### To do
Extract every line of the records below that contains the string "cloud". Case matters, so count a line only when its letters match in case.

### Input material
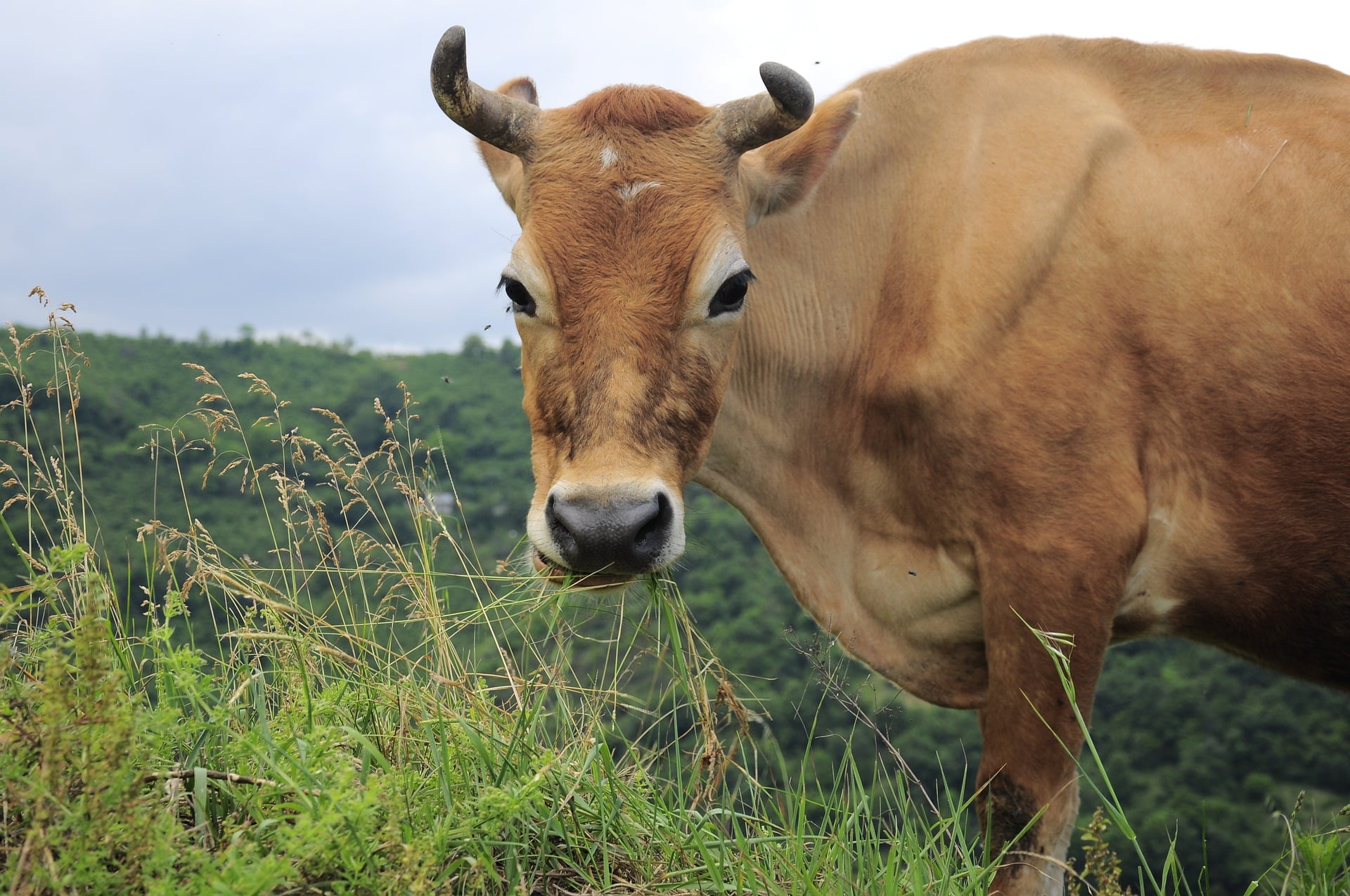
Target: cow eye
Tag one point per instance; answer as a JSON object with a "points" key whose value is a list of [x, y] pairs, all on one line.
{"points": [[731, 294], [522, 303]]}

==

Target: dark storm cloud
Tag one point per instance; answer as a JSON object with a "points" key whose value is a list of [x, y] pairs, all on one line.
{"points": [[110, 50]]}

---

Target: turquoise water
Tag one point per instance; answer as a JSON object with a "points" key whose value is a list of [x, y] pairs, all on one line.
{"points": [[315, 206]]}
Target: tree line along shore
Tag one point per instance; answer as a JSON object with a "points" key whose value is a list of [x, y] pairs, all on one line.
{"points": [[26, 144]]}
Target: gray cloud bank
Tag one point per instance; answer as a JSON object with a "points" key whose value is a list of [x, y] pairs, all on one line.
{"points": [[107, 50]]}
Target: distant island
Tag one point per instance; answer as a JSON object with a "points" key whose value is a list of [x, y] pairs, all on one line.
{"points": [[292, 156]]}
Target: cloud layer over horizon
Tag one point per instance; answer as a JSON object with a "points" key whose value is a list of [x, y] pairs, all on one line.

### The completed task
Target: dark storm cloud
Target: gray cloud bank
Target: cloud layer over horizon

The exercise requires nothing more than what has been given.